**GOAL A**. In the essay on selling books, what two things does the writer say they do with mysteries?

**DOCUMENT TEXT**.
-=-=-=-=-

Book selling has always been a riddle that few have solved.

I WRITE mysteries. I read mysteries.

I want to know what was done, who did it, why someone did it, and how it was done. Good mystery writers can always solve the riddles, crack the conspiracies, and wrap the whole story into a nice little package.

There is no mystery to writing a book.

But how do we sell the book?

That’s where today’s greatest mysteries lies.

I look over the publishing landscape daily, and the same questions keep popping up. So do the same answers.

What is good writing?

I don’t know.

What is a good book?

I have no idea.

What is a good story?

I don’t have a clue.

What makes a book sell?

I’m still in the dark.

The more I know, the less I know.

The less I know, the more I want to know.

And I guess that’s why I’m in the writing business.

I look around me, and all of life is a patchwork of riddles and enigmas and conundrums and scattered pieces that never quite fit together.

-=-=-=-=-

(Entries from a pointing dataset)
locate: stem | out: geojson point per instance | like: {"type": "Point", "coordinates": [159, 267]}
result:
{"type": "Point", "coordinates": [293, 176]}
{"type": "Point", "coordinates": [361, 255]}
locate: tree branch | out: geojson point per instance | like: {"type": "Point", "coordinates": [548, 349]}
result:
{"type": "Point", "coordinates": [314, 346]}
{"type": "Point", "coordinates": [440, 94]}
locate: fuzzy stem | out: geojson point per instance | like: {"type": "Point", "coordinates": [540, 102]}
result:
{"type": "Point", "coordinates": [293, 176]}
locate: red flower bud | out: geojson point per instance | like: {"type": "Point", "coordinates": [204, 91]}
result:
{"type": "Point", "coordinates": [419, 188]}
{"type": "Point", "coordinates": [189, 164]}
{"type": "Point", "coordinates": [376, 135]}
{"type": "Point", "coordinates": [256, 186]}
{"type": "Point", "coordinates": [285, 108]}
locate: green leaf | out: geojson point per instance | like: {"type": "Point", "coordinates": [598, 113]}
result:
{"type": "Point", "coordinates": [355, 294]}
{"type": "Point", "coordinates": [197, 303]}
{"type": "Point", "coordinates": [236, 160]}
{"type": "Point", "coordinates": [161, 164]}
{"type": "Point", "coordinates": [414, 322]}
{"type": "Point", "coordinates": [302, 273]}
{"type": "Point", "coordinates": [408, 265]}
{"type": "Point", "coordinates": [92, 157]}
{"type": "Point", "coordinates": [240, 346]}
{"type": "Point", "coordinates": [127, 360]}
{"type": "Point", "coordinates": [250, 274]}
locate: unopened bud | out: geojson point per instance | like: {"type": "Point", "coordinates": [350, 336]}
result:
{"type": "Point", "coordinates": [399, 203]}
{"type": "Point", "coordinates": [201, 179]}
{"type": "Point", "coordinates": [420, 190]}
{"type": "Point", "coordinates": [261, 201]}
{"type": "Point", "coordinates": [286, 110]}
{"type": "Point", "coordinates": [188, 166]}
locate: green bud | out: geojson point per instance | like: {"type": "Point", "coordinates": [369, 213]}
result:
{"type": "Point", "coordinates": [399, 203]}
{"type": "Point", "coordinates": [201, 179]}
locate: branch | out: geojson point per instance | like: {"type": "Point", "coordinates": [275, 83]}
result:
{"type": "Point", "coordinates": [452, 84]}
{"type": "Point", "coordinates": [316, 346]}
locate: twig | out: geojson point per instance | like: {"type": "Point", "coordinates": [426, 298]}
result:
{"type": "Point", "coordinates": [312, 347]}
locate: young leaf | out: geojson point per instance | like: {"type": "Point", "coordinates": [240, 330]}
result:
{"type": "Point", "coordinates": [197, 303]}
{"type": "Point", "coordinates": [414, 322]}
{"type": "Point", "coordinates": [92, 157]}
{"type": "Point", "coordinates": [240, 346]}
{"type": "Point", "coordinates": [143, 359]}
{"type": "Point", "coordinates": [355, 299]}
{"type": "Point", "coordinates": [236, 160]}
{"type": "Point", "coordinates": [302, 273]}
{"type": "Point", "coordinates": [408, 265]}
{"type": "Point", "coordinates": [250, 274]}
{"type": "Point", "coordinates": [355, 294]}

-=-=-=-=-

**GOAL B**. Reproduce the entries from the line containing "locate: young leaf" through the end of the entries, swapping "young leaf" for "new leaf" and leaving everything else unchanged.

**RESPONSE A**. The writer writes mysteries and reads mysteries.

**RESPONSE B**.
locate: new leaf | out: geojson point per instance | like: {"type": "Point", "coordinates": [240, 330]}
result:
{"type": "Point", "coordinates": [197, 303]}
{"type": "Point", "coordinates": [414, 322]}
{"type": "Point", "coordinates": [92, 157]}
{"type": "Point", "coordinates": [240, 346]}
{"type": "Point", "coordinates": [143, 359]}
{"type": "Point", "coordinates": [355, 299]}
{"type": "Point", "coordinates": [236, 160]}
{"type": "Point", "coordinates": [302, 273]}
{"type": "Point", "coordinates": [408, 265]}
{"type": "Point", "coordinates": [250, 274]}
{"type": "Point", "coordinates": [355, 294]}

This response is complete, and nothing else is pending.